• **What you are asked to do**: These records need to be repeated exactly, every one of them.

• **Input**:
··········

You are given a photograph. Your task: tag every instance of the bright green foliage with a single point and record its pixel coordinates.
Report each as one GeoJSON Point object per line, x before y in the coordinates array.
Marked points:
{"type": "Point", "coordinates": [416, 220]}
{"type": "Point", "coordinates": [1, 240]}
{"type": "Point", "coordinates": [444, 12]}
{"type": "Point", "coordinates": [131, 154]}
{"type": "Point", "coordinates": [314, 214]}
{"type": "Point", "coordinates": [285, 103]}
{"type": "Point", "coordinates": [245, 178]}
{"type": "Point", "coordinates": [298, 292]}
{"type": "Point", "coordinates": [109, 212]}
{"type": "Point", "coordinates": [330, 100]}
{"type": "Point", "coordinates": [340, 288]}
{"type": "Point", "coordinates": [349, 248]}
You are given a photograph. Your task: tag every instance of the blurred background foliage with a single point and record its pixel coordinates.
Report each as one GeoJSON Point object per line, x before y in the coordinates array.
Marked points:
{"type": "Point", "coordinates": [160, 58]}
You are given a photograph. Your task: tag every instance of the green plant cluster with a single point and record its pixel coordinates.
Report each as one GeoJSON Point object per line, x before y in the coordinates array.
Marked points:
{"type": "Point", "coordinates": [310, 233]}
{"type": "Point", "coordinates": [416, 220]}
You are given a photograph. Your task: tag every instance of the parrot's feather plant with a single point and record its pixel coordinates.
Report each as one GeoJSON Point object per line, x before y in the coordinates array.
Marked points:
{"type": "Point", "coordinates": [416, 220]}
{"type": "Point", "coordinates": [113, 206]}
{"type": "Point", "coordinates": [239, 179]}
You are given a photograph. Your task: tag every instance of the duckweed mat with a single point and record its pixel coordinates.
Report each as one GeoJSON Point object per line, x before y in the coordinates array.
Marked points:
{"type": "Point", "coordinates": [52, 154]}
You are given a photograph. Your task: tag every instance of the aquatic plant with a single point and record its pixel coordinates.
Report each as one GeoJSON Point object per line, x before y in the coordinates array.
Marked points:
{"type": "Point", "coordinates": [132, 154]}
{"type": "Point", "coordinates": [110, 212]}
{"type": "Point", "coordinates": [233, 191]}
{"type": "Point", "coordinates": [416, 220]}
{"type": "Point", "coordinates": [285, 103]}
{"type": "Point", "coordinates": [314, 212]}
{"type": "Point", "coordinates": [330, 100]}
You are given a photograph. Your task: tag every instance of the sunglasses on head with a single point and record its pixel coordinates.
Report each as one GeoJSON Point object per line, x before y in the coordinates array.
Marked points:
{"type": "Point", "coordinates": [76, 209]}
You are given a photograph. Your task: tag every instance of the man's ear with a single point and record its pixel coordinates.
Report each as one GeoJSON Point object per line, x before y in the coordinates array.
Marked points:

··········

• **Reply to the exercise**:
You are given a photograph. Your task: tag every instance of the bright green foliage with a single point and record its pixel coordinates.
Report each as one GeoJSON Point object per line, x before y in the coordinates array.
Marked points:
{"type": "Point", "coordinates": [416, 220]}
{"type": "Point", "coordinates": [1, 240]}
{"type": "Point", "coordinates": [444, 12]}
{"type": "Point", "coordinates": [131, 154]}
{"type": "Point", "coordinates": [314, 214]}
{"type": "Point", "coordinates": [285, 103]}
{"type": "Point", "coordinates": [245, 178]}
{"type": "Point", "coordinates": [298, 292]}
{"type": "Point", "coordinates": [109, 212]}
{"type": "Point", "coordinates": [330, 100]}
{"type": "Point", "coordinates": [340, 288]}
{"type": "Point", "coordinates": [349, 248]}
You are given a photograph. Your task: tag every instance of the blurred background foliage with a single point and record its pixel coordinates.
Report each as one GeoJSON Point object per line, x before y in the coordinates array.
Marked points:
{"type": "Point", "coordinates": [160, 58]}
You are given a photograph. Your task: tag every instance of the green plant cluster with a single point and record its pixel coordinates.
Report each as one GeoJSON Point object per line, x before y in the coordinates array.
Marked points:
{"type": "Point", "coordinates": [310, 233]}
{"type": "Point", "coordinates": [416, 220]}
You are given a photograph. Your task: tag every instance of the parrot's feather plant with a single point and record its pixel coordinates.
Report each as one GeoJSON Point object per line, x before y in the coordinates array.
Marked points:
{"type": "Point", "coordinates": [416, 220]}
{"type": "Point", "coordinates": [113, 206]}
{"type": "Point", "coordinates": [239, 179]}
You are given a photograph. Your task: tag every instance of the duckweed mat with a single point and record its pixel coordinates.
Report each as one GeoJSON Point object per line, x before y in the coordinates array.
Marked points:
{"type": "Point", "coordinates": [52, 154]}
You are given a photograph. Your task: tag every instance of the aquatic plant with a single point and record its pixel coordinates.
Report each as one GeoJSON Point object per line, x before y in the coordinates array.
Marked points:
{"type": "Point", "coordinates": [132, 154]}
{"type": "Point", "coordinates": [110, 212]}
{"type": "Point", "coordinates": [233, 191]}
{"type": "Point", "coordinates": [416, 220]}
{"type": "Point", "coordinates": [285, 103]}
{"type": "Point", "coordinates": [314, 212]}
{"type": "Point", "coordinates": [330, 100]}
You are given a photograph. Your task: tag every instance of the sunglasses on head with a single point and record its pixel coordinates.
Report each as one GeoJSON Point object per line, x before y in the coordinates array.
Marked points:
{"type": "Point", "coordinates": [76, 209]}
You are given a photograph. Your task: tag every instance of the man's ear with a single point and record its pixel coordinates.
Report each as one GeoJSON Point object per line, x before y in the coordinates array.
Marked points:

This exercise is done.